[Referring expression data]
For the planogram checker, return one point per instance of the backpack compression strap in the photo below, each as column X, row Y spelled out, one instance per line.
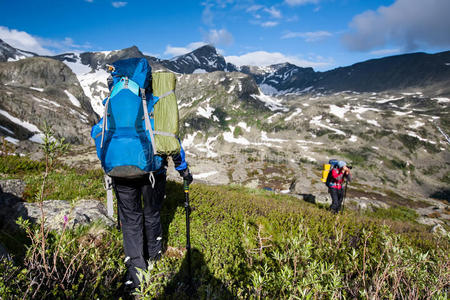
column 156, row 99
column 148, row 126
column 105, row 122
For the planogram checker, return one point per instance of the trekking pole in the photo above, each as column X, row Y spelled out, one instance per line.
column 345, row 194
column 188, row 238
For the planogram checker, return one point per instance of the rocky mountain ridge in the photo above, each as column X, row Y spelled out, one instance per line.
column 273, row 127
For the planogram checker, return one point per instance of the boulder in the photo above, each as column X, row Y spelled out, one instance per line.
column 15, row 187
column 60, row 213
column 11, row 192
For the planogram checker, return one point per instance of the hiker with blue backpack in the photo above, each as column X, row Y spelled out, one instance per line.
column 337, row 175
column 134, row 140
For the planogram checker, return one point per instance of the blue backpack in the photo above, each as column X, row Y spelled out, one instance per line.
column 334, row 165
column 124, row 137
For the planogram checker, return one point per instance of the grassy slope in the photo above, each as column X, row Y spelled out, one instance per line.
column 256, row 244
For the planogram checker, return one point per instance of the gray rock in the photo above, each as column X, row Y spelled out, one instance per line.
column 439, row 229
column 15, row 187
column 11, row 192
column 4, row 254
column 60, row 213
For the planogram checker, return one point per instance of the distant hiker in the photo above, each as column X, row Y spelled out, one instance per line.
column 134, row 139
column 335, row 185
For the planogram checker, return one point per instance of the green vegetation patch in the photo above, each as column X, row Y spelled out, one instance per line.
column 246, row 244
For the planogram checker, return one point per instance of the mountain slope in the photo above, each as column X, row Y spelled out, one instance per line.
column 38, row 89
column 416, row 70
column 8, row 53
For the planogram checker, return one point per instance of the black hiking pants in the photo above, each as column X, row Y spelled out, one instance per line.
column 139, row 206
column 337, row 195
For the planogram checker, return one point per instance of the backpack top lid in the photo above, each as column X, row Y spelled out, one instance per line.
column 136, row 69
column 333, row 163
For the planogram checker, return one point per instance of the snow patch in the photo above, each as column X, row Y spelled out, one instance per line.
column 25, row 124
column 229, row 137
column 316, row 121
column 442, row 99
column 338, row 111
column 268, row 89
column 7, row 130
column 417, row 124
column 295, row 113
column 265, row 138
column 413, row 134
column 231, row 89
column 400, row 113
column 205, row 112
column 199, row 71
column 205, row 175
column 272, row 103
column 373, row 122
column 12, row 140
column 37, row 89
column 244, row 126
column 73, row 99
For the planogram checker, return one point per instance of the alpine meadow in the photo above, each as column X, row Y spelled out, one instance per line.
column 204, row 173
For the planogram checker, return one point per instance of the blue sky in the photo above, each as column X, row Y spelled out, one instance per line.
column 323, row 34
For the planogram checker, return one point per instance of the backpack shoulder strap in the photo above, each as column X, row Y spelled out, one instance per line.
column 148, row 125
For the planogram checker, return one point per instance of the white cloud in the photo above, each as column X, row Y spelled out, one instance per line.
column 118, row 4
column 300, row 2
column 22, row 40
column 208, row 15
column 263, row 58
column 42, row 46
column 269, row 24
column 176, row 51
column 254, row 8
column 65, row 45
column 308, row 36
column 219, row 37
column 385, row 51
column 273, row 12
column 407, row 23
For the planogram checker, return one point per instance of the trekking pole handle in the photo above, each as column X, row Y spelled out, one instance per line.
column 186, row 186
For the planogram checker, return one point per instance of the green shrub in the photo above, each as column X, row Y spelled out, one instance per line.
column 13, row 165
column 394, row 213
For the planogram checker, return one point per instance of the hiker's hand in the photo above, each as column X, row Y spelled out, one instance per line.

● What the task requires: Write the records out again verbatim and omit the pictures they contain.

● Solution to the exercise:
For the planogram checker, return one point per instance of the backpack compression strap in the photo below, each as column X, row Y spelled out, one instance per line.
column 156, row 99
column 148, row 126
column 105, row 122
For the planogram checker, return one point per instance of the trekking pole in the photo above, each as column X, row Y spelled out, one instance per line.
column 345, row 194
column 188, row 238
For the planogram checker, return one point per instance of the rocky mountain ridge in the photo above, each as column X, row Y spelled out, one instance per line.
column 273, row 127
For the planogram checker, return one point per instance of the boulder in the photo above, each as column X, row Y spelled out, one instance per line.
column 15, row 187
column 60, row 213
column 11, row 192
For the planogram checker, return one point per instance of the hiker with blue backpack in the photo above, each as column X, row Y spelled out, one instance per line.
column 337, row 175
column 134, row 140
For the planogram checker, return one point per instance of the blue backpack in the photo above, each as column X, row Y spelled out, one instance per line.
column 334, row 165
column 124, row 137
For the planogram checker, return one point per instance of the grassy slope in the photo above, each as column X, row Y spelled out, one instance per line.
column 256, row 244
For the planogram checker, return one point per instance of the gray rock in the photo above, each as column X, row Y spelled out, one instance per line.
column 439, row 229
column 15, row 187
column 11, row 192
column 4, row 254
column 60, row 213
For the planogram checker, return one point per instance of the distant hiker in the photo above, each as column X, row Y spelled out, one instance per line.
column 134, row 139
column 335, row 185
For the planogram checker, return one point per instance of the green vegetation patch in the photo above, each as column X, row Y spelled out, one instance per line.
column 246, row 244
For the planogram checker, return one point per instance of the mountain slope in the photo above, each as column X, row Y spelled out, one instance per line.
column 38, row 89
column 416, row 70
column 8, row 53
For the planogram checker, return one point per instance of the black hiking pants in the photo above, each as column X, row Y spelled out, one instance per line.
column 139, row 206
column 337, row 195
For the planogram checker, return one point per instance of the backpack top lid in the photo above, each as column X, row Y spelled out, one instance per line.
column 136, row 69
column 333, row 163
For the planogram checker, return one point per instance of the snow patch in the photo above, each as column X, row Y spelled out, one instance per line.
column 25, row 124
column 229, row 137
column 316, row 121
column 442, row 99
column 338, row 111
column 268, row 89
column 7, row 130
column 417, row 124
column 295, row 113
column 265, row 138
column 413, row 134
column 231, row 89
column 400, row 113
column 205, row 112
column 199, row 71
column 205, row 175
column 272, row 103
column 373, row 122
column 12, row 140
column 37, row 89
column 244, row 126
column 73, row 99
For the planogram checker, return one point per instance of the alpine meadow in the photo above, each as column X, row Y spelled out, one instance per line.
column 204, row 173
For the planogram checker, return one point per instance of the blue sky in the photo above, each as column X, row Y spelled out, one instance per line.
column 323, row 34
For the planogram checker, return one point per instance of the backpack shoulder strap in the photo above, each as column X, row Y spelled out, one instance per line.
column 148, row 125
For the planogram checker, return one point per instance of the white cloud in the photo above, each as column X, row Y spelled out, one instance per line.
column 118, row 4
column 300, row 2
column 22, row 40
column 208, row 15
column 263, row 58
column 42, row 46
column 269, row 24
column 176, row 51
column 254, row 8
column 65, row 45
column 308, row 36
column 219, row 37
column 385, row 51
column 273, row 12
column 407, row 23
For the planogram checker, return one point per instance of the trekking pole handle in the photo above, each as column X, row Y spelled out, one instance per line.
column 186, row 186
For the planogram checker, return one point per instance of the green shrub in the photo above, each as column X, row Y spelled out, one instance per line.
column 13, row 165
column 394, row 213
For the planogram checker, return one point per instance of the hiker's hand in the photo above, each as column X, row Y spelled out, one instance per line.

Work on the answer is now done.